>>>

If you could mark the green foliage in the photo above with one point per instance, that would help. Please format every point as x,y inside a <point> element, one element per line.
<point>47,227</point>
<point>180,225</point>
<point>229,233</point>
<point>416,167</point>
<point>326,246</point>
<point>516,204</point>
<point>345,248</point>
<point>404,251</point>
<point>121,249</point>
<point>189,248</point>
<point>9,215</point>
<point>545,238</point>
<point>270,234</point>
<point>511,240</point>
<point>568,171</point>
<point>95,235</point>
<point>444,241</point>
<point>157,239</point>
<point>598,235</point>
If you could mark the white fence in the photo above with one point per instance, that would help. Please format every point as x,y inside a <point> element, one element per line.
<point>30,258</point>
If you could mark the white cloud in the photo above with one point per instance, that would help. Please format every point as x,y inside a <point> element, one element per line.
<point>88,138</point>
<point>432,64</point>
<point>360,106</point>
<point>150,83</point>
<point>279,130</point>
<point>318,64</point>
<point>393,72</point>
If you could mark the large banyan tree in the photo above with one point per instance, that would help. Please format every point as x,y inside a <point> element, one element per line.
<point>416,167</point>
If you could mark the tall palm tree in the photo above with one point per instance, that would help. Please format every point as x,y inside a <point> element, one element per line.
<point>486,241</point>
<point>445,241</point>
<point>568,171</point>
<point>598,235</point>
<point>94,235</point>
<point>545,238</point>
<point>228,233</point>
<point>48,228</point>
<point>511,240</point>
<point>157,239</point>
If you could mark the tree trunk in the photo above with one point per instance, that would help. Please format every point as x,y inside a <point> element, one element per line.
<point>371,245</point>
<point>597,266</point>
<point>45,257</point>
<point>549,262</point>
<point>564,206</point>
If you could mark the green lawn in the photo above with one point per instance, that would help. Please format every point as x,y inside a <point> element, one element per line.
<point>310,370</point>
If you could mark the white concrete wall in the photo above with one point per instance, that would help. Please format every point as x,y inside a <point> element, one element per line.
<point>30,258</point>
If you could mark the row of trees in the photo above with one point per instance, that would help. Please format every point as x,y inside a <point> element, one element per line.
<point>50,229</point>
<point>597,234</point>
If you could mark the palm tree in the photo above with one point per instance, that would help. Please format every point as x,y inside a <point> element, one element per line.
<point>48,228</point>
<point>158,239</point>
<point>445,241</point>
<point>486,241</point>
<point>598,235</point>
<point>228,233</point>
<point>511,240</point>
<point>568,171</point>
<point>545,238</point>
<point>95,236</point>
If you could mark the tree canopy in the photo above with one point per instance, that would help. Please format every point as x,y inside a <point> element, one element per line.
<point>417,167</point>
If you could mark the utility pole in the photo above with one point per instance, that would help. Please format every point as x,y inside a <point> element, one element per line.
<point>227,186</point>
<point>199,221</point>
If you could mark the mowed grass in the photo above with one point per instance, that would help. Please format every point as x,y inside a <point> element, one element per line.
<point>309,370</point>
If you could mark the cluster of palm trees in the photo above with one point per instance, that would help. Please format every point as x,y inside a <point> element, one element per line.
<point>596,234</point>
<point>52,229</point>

<<<

_Instructions to follow_. Output the listing above as a two-column CSV with the header row label_text,points. Give one row for each line beginning "If you could mark": put that whole line, quoted, under label_text, and put every <point> line after it up to the next such line, joined by single spaces and quoted, under points.

_The answer_.
label_text,points
"If you could mark the green foliage in the photo above with one point per instance, that would help. Please format every point as x,y inside a <point> element, one element per line.","<point>47,227</point> <point>180,225</point> <point>229,233</point> <point>416,167</point> <point>326,246</point> <point>516,204</point> <point>345,248</point> <point>404,251</point> <point>121,249</point> <point>189,248</point> <point>9,215</point> <point>545,238</point> <point>270,234</point> <point>511,240</point> <point>568,171</point> <point>95,235</point> <point>444,241</point> <point>157,239</point> <point>598,235</point>"
"If you could mark the white fence in the photo above with one point per instance, that would help. Please format every point as x,y inside a <point> element, one element per line.","<point>30,258</point>"
"If you could mark the white cloud in the photo above with one point per instance, that would help. Please format every point as x,y inside a <point> element, one element per line.","<point>88,138</point> <point>432,64</point> <point>360,106</point> <point>150,83</point> <point>279,130</point> <point>318,64</point> <point>393,72</point>"
"If you could mark the large banyan tree in the photo above with one point per instance, that would help. Please format every point as x,y inside a <point> element, one element per line.","<point>416,167</point>"
"If you could mark the tall palm tree in the photo above with one point per instance, that would help. Please format every point as x,y inside a <point> element, one element per line.","<point>486,241</point> <point>445,241</point> <point>568,171</point> <point>598,235</point> <point>94,235</point> <point>545,238</point> <point>228,233</point> <point>48,228</point> <point>511,240</point> <point>157,239</point>"
"If you could mark the tree trunk in the photo above with one point per instance, that would help. Please format every point as x,y inside a <point> element, one element per line.","<point>371,245</point> <point>597,266</point> <point>45,257</point> <point>549,262</point> <point>564,206</point>"
"If you could mark the green lawn in the photo above with one point per instance, that would help. Please format every point as x,y inside a <point> element, one element per line.","<point>310,370</point>"
"If you could mark the white concrete wall in the photo above with one point per instance, that would help. Please format every point as x,y inside a <point> element, one element per line.","<point>30,258</point>"
"If you could mark the row of trees in the photo above with one point per instance, that would help. Please format every point as x,y inside a <point> element, one element per line.","<point>50,229</point> <point>597,234</point>"
"If you could mark the palm tree in the photo above with one point per instance, that would help. Please format every point as x,y inside a <point> element, one element per line.","<point>48,228</point> <point>158,239</point> <point>445,241</point> <point>486,241</point> <point>598,235</point> <point>228,233</point> <point>511,240</point> <point>568,171</point> <point>545,238</point> <point>95,236</point>"
"If you could mark the tree canopy in the photo above with one point per instance, that would help. Please format every point as x,y inside a <point> element, one element per line.","<point>417,167</point>"
"If you could mark the utility pole in the photo above with one point per instance, that would help. Please format every point as x,y inside a <point> element, one element per line.","<point>227,186</point> <point>199,221</point>"
"If you could mark the mowed grass in the photo above with one point per instance, that would help. Please format every point as x,y inside a <point> element, one element per line.","<point>309,370</point>"
"If you could mark the cluster of palm trees in the photo above with one point per instance, that would help. Please format every point as x,y inside a <point> element, one element per line.","<point>596,234</point> <point>52,229</point>"